**Activity A**
Quote the hand-moisturizing excerpt from "According to the" to "sign of irritation.".
**Activity B**
Using the hand-moisturizing excerpt, answer these:
(i) Where does Fran E. Cook-Bolden work as a dermatologist?
(ii) At which university is Renée A. Beach an assistant professor?
(iii) What type of cleansers does Beach say help some forms of bacteria settle in?

**Source extract**
+ + + +

Unsure of what moisturizing could mean in light of this spreading global pandemic, we asked dermatologists the simple question that was on the minds of many: Will lotion breed germs or is it okay to moisturize hands after washing?

“It is vital to moisturize the hands frequently to avoid rough, dry and irritated skin on the hands and dehydrated nails and cuticles,” says Fran E. Cook-Bolden, a dermatologist at Mount Sinai Health Systems.

“[Moisturizing] will prevent severe skin irritation from product ingredients known as irritant contact dermatitis,” confirms Renée A. Beach, a dermatologist at a private practice and an assistant professor at the University of Toronto. “When we cleanse, we often use irritating foaming agents like sulphates because we associate foaming and bubbles with really getting clean. This actually contributes to the drying of the skin. Also we use cleansers that are alkaline (high pH), and these not only irritate the skin but actually help some forms of bacteria settle in.”

According to the doctors, when the skin, specifically the skin on our hands, is exposed to drying agents and frequently exposed to soap and water, hydration and moisture are necessary to protect the skin barrier. And while cracked or broken skin on the hands won’t necessarily exacerbate contracting the coronavirus, it could be a sign of irritation.

+ + + +

**Raw data**
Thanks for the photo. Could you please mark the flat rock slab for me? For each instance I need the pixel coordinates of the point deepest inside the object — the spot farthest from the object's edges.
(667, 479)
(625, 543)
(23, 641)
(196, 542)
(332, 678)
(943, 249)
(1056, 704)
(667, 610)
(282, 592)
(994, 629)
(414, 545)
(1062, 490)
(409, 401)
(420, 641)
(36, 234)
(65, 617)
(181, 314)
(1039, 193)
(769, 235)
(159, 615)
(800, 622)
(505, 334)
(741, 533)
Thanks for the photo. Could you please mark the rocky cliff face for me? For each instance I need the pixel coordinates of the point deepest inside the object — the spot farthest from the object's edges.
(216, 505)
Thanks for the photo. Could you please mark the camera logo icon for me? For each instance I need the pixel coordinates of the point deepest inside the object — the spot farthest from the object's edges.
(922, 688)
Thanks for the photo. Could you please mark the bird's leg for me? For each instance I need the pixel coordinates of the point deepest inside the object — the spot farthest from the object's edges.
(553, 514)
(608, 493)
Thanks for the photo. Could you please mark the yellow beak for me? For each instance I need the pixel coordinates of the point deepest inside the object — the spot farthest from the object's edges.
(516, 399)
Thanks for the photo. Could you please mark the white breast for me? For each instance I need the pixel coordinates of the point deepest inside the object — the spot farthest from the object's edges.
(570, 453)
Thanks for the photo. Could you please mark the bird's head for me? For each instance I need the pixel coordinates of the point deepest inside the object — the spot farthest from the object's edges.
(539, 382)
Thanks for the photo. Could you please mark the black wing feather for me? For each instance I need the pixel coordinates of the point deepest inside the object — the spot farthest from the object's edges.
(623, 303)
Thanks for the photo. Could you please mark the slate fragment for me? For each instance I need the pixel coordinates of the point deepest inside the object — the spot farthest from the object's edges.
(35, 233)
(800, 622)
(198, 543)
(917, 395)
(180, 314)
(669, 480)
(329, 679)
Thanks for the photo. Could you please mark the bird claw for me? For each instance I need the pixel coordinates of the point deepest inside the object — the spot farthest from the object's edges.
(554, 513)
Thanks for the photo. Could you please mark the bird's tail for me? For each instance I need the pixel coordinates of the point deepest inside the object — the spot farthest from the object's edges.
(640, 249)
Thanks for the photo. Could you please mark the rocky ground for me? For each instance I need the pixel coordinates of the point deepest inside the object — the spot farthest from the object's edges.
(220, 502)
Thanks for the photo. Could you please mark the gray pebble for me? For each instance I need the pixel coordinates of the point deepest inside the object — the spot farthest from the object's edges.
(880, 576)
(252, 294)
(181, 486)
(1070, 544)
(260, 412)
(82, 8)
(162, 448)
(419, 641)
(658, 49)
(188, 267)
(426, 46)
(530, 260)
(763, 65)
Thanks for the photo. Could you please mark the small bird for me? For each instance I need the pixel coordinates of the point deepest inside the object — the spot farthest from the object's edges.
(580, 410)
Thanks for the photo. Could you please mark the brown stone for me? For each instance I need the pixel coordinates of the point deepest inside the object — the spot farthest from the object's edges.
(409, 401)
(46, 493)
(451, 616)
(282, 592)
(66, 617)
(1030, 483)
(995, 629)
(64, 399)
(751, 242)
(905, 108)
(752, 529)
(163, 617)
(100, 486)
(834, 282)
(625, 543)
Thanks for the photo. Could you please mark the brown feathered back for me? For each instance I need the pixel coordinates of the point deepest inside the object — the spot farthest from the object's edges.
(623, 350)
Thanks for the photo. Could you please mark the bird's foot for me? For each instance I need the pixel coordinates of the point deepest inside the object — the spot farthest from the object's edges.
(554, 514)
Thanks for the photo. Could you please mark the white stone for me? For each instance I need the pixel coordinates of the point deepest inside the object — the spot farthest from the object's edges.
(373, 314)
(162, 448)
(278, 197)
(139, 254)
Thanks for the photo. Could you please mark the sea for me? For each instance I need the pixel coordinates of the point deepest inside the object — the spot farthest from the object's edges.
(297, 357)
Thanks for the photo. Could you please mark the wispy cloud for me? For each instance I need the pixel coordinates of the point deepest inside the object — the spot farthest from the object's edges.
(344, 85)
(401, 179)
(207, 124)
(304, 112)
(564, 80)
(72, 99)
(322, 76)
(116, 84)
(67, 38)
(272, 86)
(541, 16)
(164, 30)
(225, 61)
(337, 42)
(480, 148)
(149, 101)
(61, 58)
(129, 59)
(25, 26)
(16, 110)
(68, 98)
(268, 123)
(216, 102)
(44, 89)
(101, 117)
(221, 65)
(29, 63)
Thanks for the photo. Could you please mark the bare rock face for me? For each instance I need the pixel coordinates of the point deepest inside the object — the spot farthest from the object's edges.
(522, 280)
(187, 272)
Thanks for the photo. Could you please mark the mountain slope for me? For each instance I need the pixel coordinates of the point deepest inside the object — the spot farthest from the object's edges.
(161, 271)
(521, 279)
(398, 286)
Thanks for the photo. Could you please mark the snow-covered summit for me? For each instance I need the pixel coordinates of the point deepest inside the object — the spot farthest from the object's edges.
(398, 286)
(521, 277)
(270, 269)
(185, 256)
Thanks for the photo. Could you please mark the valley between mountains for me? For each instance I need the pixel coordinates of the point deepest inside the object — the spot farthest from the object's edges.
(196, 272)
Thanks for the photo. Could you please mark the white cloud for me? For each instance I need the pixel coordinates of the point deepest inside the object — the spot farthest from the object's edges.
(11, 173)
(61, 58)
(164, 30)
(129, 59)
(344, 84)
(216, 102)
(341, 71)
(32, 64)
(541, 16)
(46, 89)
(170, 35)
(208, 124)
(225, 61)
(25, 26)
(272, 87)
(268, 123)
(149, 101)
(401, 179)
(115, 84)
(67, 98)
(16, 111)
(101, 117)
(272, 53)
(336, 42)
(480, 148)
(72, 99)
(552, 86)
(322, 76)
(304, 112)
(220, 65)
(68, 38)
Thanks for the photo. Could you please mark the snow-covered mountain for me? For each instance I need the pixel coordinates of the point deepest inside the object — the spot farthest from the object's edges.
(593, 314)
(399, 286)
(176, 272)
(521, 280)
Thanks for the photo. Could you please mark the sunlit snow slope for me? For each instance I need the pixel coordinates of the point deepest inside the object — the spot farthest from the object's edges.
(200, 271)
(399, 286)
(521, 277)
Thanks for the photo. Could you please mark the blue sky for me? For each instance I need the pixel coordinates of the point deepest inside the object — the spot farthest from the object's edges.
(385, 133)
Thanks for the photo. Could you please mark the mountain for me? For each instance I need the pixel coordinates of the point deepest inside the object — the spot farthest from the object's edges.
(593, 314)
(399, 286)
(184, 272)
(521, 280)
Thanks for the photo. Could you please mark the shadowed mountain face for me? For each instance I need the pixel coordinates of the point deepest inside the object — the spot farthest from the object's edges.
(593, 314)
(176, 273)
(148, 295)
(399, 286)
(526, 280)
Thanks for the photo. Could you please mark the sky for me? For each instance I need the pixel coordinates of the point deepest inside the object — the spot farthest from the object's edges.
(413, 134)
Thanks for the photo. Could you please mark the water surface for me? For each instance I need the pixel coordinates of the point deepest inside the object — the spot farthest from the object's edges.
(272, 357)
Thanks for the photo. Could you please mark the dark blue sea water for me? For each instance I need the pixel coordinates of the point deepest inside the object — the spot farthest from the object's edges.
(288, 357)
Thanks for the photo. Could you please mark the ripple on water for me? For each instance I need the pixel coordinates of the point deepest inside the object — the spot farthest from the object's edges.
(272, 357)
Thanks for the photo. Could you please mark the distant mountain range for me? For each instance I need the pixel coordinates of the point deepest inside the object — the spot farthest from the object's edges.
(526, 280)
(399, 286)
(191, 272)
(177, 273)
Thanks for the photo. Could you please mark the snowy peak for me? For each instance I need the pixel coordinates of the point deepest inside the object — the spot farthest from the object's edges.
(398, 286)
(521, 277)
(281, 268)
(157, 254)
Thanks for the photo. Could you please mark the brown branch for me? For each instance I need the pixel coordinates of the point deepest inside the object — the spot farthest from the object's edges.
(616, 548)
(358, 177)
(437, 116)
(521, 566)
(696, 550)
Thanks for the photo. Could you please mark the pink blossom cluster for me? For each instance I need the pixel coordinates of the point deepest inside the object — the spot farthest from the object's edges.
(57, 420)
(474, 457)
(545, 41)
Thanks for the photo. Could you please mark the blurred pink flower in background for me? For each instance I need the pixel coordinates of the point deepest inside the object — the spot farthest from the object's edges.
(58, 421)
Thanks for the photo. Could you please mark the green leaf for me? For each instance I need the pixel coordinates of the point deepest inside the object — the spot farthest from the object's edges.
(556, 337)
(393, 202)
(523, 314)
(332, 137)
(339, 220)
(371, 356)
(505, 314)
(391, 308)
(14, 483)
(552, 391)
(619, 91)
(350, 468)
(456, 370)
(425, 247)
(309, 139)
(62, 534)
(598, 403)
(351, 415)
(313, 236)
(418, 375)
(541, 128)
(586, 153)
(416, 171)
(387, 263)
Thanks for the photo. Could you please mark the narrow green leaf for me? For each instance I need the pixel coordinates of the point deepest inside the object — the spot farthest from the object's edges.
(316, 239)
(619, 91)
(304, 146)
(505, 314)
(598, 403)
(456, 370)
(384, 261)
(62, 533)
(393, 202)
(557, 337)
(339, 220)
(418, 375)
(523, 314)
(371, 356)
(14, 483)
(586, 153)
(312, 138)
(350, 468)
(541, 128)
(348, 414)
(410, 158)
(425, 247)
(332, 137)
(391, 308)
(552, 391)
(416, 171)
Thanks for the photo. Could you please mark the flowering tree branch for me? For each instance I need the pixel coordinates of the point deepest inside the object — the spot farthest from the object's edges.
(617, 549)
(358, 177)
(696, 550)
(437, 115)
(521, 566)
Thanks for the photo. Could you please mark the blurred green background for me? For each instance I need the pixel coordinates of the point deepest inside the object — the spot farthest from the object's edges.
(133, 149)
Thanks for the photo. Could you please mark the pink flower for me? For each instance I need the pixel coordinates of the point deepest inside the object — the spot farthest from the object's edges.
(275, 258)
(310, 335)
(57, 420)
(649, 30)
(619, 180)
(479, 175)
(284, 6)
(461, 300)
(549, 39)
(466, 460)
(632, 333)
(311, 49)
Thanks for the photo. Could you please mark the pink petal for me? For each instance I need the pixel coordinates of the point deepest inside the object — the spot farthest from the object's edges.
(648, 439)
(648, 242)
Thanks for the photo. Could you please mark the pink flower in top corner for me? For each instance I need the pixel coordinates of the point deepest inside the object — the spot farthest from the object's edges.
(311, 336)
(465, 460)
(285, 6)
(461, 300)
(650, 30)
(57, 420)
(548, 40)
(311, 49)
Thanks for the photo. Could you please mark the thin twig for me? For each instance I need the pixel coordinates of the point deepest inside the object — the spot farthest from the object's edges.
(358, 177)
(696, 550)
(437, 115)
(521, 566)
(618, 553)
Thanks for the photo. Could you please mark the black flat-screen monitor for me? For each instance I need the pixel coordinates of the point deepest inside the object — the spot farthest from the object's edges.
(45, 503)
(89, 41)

+ + + +

**Problem solution A**
According to the doctors, when the skin, specifically the skin on our hands, is exposed to drying agents and frequently exposed to soap and water, hydration and moisture are necessary to protect the skin barrier. And while cracked or broken skin on the hands won’t necessarily exacerbate contracting the coronavirus, it could be a sign of irritation.

**Problem solution B**
(i) Mount Sinai Health Systems
(ii) The University of Toronto
(iii) Alkaline (high pH) cleansers